(Genanntes Ziel) Stelle alle folgenden Daten als JSON-Liste von Strings dar, mit einem String für jede Zeile und ohne Leerzeilen. Lass die Bilder dabei weg.

================

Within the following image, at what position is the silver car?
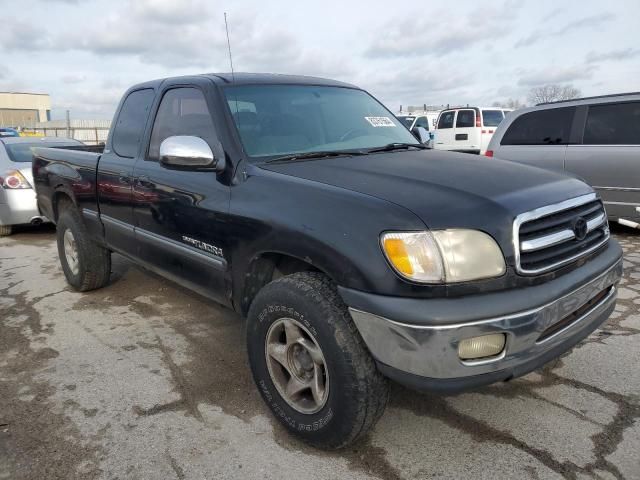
[0,137,82,236]
[486,93,640,228]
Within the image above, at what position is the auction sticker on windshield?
[364,117,396,127]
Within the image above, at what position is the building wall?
[0,92,51,127]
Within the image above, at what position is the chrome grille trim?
[520,213,605,252]
[513,193,609,275]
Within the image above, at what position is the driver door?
[133,79,230,304]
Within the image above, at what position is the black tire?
[56,204,111,292]
[247,272,389,449]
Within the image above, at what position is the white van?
[434,107,511,155]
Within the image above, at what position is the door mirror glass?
[160,135,220,170]
[411,127,431,144]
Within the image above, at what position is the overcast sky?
[0,0,640,118]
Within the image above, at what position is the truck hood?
[261,150,593,253]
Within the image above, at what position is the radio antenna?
[224,12,236,83]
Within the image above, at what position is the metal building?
[0,92,51,127]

================

(Erwartete Antwort)
[
  "Within the following image, at what position is the silver car?",
  "[0,137,82,236]",
  "[486,93,640,228]",
  "Within the image above, at what position is the auction sticker on windshield?",
  "[364,117,396,127]",
  "Within the image above, at what position is the building wall?",
  "[0,92,51,127]",
  "Within the image above, at what position is the chrome grille trim?",
  "[520,213,605,252]",
  "[513,193,609,275]",
  "Within the image above, at what position is the driver door?",
  "[133,79,230,304]",
  "Within the image above, at what position is the black tire?",
  "[56,204,111,292]",
  "[247,272,389,449]",
  "Within the image above, at what position is the white van?",
  "[434,107,511,155]",
  "Within the image above, at what position is the door mirror glass?",
  "[160,135,220,170]",
  "[411,127,431,144]",
  "Within the image above, at what position is the overcast sky?",
  "[0,0,640,118]",
  "Within the image above, at what position is the truck hood?",
  "[261,150,593,253]",
  "Within the image above, at what position is the radio antenna?",
  "[224,12,236,83]",
  "Within the image above, at what position is the metal building?",
  "[0,92,51,127]"
]